**** Selected text ****

# Problem - CloudFlare???



## Crimea_River (May 29, 2014)

Was on the site today, went to go to another page when this popped up. Several attempts to re-enter did not work. I rebooted then was able to get back on. Is this my machine or something with the forum?


----------



## vikingBerserker (May 29, 2014)

That is one I have never seen.


----------



## Njaco (May 29, 2014)

New one here......?


----------



## Capt. Vick (May 29, 2014)

NSA tracking Jan?


----------



## vikingBerserker (May 29, 2014)




----------



## N4521U (May 29, 2014)

Sounds like Home Security is on to you!


----------



## Crimea_River (May 29, 2014)

Yeah. Ba$tards are coming across the border now. Gonna run a scan of machine tonight.


----------



## GrauGeist (May 30, 2014)

**** Given data ****

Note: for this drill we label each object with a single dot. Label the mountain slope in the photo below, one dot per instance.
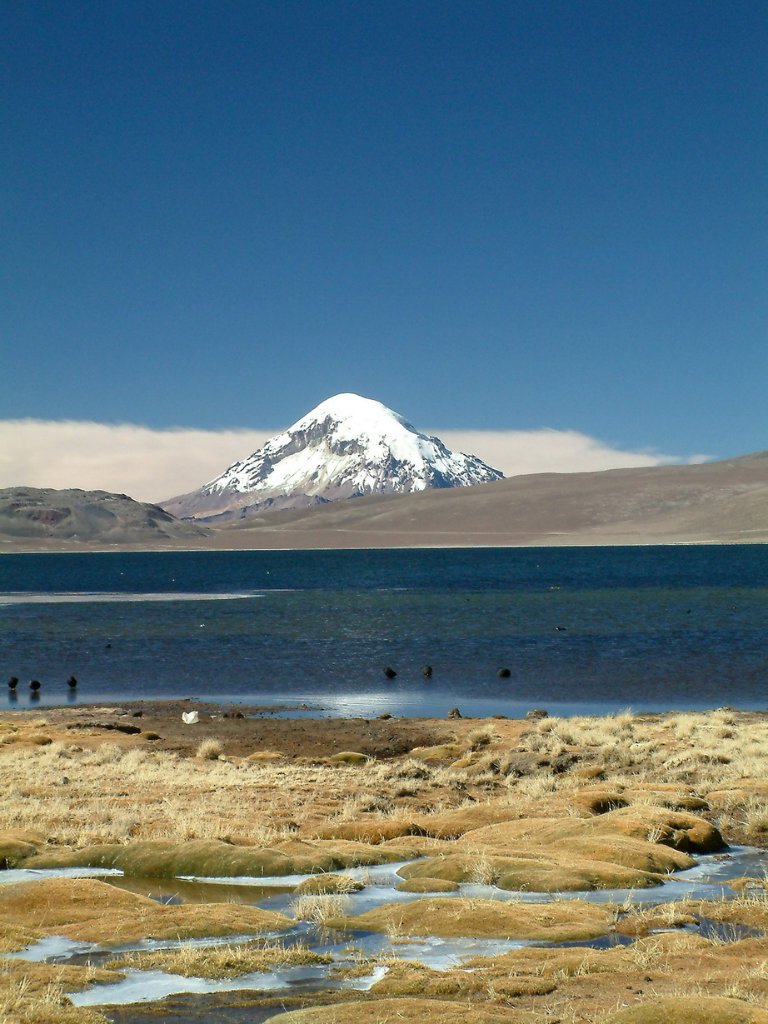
(42, 516)
(713, 502)
(347, 446)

****

-- Objective 1 --
For the forum thread about the CloudFlare problem, decide whether each statement agrees with it: (a) Crimea_River got back on the site after rebooting; (b) vikingBerserker had seen the message before; (c) Crimea_River planned to scan the machine that night. Answer yes or no for each and quote the deciding words.
-- Objective 2 --
Answer these questions from the forum thread about the CloudFlare problem.
(a) On what date did Crimea_River start the thread?
(b) Which agency does Capt. Vick name?
(c) Who wrote that Home Security is on to Crimea_River?
-- Objective 3 --
Carry on the forum thread about the CloudFlare problem from the point where it stops.

-- Task response 1 --
(a) Yes: "I rebooted then was able to get back on."
(b) No: "That is one I have never seen."
(c) Yes: "Gonna run a scan of machine tonight."

-- Task response 2 --
(a) May 29, 2014
(b) The NSA
(c) N4521U

-- Task response 3 --
Cloudflare is a service provider to site owners that offers utilities in the way of filtering and visitor speed enhancement. Some of the features are bot and spammer traffic reduction, protection from attacks, ad content optimization and filtering and so on.

When you logon to WW2Aircraft, you pass through their system before actually landing on the server here.

The error message means that their gateway was unavailable because of a DNS lookup problem caused by anything from a misentered IP address (the server is tossing out an errant proxy) on the server's list to a lagging router/hub on the internet somewhere. 

None of which is your fault and is not harmful to your computer, just annoying when it happens.


----------



## Crimea_River (May 30, 2014)

Ah, thanks! First time I saw it and the scan revealed nothing unusual.


----------



## Marcel (May 30, 2014)

It's not just a matter of not enough bacon?


----------



## GrauGeist (May 30, 2014)

Marcel said:


> It's not just a matter of not enough bacon?


That was my first thought!


----------



## Gnomey (May 30, 2014)

Someone forgot to fill up the bacon meter...


----------



## Njaco (May 30, 2014)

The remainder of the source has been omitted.